[Image point grounding data]
**********
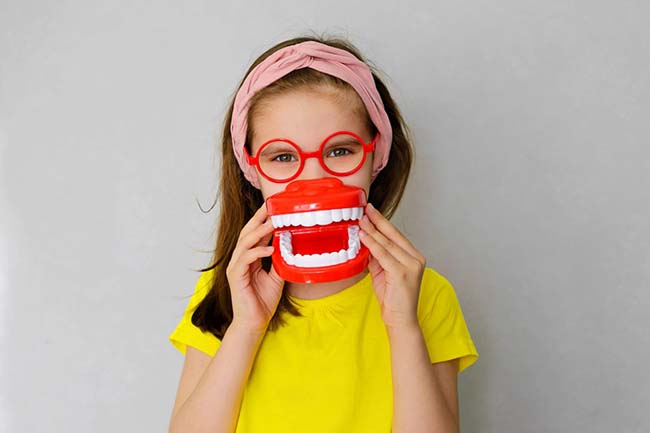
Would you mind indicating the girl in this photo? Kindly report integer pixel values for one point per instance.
(377, 352)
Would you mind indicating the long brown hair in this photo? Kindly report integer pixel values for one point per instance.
(240, 199)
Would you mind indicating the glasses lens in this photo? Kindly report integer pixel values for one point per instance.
(343, 153)
(279, 160)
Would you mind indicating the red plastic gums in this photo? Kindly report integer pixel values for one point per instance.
(304, 196)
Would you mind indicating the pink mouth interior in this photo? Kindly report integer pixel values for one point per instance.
(320, 239)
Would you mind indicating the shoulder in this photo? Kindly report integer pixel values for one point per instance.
(436, 292)
(201, 288)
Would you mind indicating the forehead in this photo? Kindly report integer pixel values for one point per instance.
(307, 117)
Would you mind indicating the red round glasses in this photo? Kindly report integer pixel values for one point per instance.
(341, 153)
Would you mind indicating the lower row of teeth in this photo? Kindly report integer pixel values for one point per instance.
(317, 260)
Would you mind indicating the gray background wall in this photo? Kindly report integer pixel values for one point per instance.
(530, 193)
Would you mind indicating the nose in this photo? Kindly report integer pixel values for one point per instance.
(313, 170)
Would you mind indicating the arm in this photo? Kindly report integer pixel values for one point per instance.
(213, 405)
(424, 394)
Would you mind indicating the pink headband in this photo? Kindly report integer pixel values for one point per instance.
(321, 57)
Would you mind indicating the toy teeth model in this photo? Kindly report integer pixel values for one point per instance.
(316, 236)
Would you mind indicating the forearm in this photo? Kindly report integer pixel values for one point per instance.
(418, 401)
(214, 404)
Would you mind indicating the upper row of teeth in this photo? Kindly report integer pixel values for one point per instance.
(319, 217)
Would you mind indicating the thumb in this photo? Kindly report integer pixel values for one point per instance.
(274, 275)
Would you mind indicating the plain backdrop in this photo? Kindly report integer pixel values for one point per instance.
(530, 193)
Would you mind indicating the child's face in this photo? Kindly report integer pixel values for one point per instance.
(306, 118)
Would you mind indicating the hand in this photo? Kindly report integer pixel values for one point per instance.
(255, 293)
(396, 267)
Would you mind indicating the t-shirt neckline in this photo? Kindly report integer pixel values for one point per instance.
(337, 298)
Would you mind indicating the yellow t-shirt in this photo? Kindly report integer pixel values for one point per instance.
(330, 370)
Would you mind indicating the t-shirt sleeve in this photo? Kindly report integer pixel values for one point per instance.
(442, 322)
(186, 333)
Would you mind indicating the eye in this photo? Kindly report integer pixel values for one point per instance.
(339, 151)
(285, 157)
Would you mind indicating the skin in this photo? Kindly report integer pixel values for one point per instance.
(307, 117)
(425, 394)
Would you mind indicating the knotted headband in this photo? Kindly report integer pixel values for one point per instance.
(321, 57)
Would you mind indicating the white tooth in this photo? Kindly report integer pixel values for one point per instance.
(307, 219)
(294, 219)
(323, 217)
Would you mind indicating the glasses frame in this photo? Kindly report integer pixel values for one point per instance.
(367, 147)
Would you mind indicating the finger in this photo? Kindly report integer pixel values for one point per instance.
(258, 236)
(258, 218)
(381, 254)
(386, 227)
(395, 250)
(241, 266)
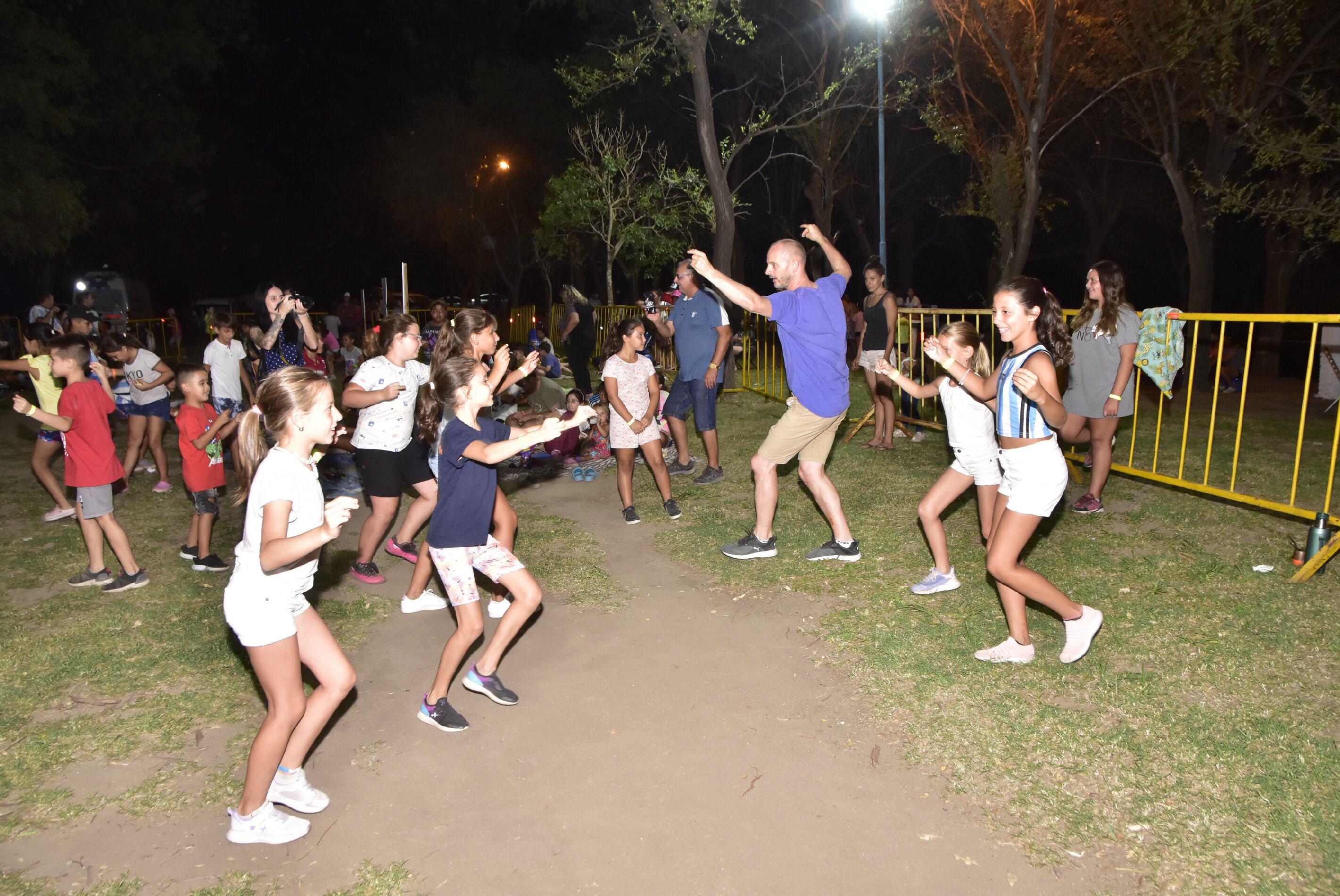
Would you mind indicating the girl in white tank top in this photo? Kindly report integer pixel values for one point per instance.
(972, 436)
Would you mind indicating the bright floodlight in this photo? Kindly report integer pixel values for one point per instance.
(873, 8)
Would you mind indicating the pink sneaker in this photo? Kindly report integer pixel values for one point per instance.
(1008, 651)
(1079, 634)
(403, 549)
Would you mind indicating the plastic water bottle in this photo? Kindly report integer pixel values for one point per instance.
(1318, 538)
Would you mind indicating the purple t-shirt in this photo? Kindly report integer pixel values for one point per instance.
(812, 329)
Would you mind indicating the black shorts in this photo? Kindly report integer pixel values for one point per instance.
(386, 473)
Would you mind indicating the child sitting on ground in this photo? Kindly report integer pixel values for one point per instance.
(91, 464)
(200, 433)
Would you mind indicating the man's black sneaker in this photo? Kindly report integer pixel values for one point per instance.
(834, 551)
(125, 582)
(209, 564)
(443, 716)
(751, 547)
(90, 578)
(711, 476)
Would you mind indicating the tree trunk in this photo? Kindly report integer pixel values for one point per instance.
(693, 49)
(1283, 254)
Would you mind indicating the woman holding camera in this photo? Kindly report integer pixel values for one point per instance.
(283, 327)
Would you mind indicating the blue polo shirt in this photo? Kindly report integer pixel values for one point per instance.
(812, 330)
(696, 321)
(465, 489)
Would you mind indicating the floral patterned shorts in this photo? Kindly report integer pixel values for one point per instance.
(457, 565)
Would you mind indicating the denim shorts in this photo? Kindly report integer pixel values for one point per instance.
(161, 409)
(693, 393)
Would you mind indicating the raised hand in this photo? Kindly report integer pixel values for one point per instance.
(338, 512)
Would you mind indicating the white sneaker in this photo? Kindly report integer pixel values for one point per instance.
(298, 795)
(1008, 651)
(1079, 634)
(427, 600)
(267, 825)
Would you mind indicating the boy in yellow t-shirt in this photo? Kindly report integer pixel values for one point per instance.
(37, 365)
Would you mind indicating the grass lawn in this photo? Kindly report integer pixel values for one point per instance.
(1196, 745)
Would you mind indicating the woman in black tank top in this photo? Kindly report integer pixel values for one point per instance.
(877, 345)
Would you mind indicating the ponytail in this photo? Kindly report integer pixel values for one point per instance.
(1052, 332)
(377, 339)
(281, 394)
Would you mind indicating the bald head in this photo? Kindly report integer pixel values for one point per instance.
(787, 264)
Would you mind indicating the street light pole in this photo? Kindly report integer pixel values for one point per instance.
(879, 98)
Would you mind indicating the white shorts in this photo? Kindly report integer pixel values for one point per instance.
(1035, 477)
(869, 359)
(258, 619)
(979, 461)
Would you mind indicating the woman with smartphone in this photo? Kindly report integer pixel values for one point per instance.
(283, 327)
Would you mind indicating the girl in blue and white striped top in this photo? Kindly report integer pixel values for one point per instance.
(1028, 415)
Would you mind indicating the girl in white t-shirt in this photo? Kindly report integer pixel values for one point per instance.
(632, 386)
(972, 434)
(287, 522)
(389, 457)
(150, 409)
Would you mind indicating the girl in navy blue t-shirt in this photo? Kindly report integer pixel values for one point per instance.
(459, 539)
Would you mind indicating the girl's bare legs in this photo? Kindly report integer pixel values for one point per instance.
(376, 525)
(421, 509)
(873, 385)
(657, 464)
(948, 487)
(42, 455)
(156, 445)
(134, 444)
(1100, 448)
(1016, 582)
(623, 457)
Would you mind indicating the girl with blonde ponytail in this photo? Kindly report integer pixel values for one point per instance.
(972, 436)
(284, 528)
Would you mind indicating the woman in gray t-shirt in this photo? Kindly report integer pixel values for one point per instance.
(1102, 388)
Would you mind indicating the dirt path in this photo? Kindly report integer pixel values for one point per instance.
(689, 744)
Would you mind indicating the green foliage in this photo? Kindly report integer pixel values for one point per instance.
(622, 193)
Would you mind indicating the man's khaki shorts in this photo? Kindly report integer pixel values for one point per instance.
(801, 431)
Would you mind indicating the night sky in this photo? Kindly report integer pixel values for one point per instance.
(342, 138)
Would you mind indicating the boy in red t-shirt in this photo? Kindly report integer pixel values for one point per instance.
(200, 433)
(91, 464)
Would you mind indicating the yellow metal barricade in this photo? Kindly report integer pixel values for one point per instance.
(1269, 466)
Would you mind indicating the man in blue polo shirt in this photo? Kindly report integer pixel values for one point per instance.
(701, 335)
(812, 329)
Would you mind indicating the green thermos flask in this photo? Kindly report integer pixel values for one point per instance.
(1318, 538)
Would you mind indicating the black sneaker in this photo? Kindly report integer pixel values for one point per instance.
(125, 582)
(834, 551)
(489, 686)
(90, 578)
(711, 476)
(441, 716)
(209, 564)
(751, 547)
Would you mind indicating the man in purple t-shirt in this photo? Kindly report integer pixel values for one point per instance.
(812, 329)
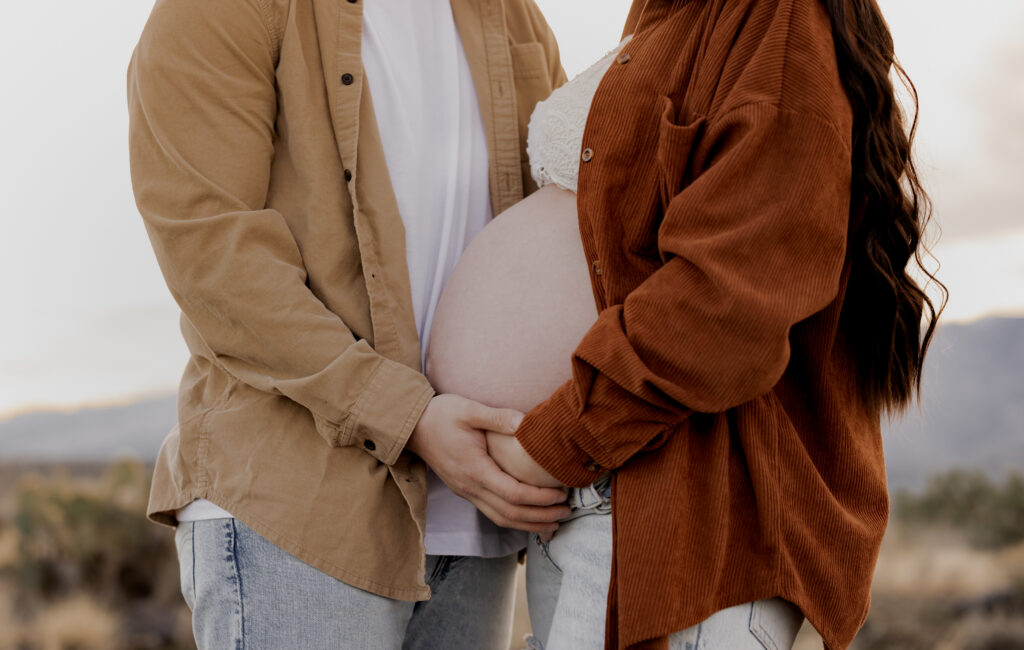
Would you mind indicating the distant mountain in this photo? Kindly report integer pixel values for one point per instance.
(972, 414)
(89, 434)
(972, 410)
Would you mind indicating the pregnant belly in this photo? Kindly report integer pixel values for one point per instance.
(514, 308)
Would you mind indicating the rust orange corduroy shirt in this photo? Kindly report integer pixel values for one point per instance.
(714, 206)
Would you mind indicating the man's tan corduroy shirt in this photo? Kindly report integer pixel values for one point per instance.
(259, 172)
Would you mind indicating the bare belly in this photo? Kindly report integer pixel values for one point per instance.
(514, 308)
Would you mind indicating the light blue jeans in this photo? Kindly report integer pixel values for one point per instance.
(247, 594)
(567, 587)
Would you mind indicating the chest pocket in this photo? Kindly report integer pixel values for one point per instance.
(670, 172)
(674, 155)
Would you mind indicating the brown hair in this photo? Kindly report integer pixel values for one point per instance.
(885, 308)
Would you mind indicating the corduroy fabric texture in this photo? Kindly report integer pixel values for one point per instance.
(714, 206)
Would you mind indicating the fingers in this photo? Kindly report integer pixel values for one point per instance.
(506, 487)
(504, 421)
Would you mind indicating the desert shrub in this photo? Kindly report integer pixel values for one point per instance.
(86, 552)
(991, 514)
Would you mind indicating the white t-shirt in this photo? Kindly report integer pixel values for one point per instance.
(436, 152)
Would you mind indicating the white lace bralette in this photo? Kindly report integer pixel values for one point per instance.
(556, 127)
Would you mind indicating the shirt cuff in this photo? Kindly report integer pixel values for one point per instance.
(387, 410)
(552, 434)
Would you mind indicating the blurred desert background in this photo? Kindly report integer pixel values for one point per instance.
(90, 351)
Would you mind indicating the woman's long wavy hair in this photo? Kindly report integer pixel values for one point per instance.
(885, 310)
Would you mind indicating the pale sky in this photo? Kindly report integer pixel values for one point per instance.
(86, 314)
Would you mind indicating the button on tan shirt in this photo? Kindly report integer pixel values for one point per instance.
(259, 173)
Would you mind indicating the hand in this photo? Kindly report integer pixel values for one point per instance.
**********
Task to complete:
Write out, exactly as they appear, the lines from the one containing "Would you mind indicating the shirt" through the last line of the records above, both included, and nothing more.

Expected answer:
Would you mind indicating the shirt cuff in this photo? Kindly report integer pixel values for one point per instance.
(387, 410)
(552, 434)
Would you mind indicating the blurred desert background in this photo? Kindly report integer pixel values for one point per instance.
(90, 351)
Would you mind indicating the woman's long wavy hair in this photo? Kindly report integer pixel values for one point per instance.
(885, 310)
Would you mind indicating the pale sky in this photo? Kindly report integer pixel values for one point per instance.
(86, 314)
Would you mind indicating the button on tan shirt in this photo? Kindly report integer pixel values for one point per instance.
(259, 173)
Would you mind indicating the hand in this photo? Kindly report integer pixel values for one point per instance.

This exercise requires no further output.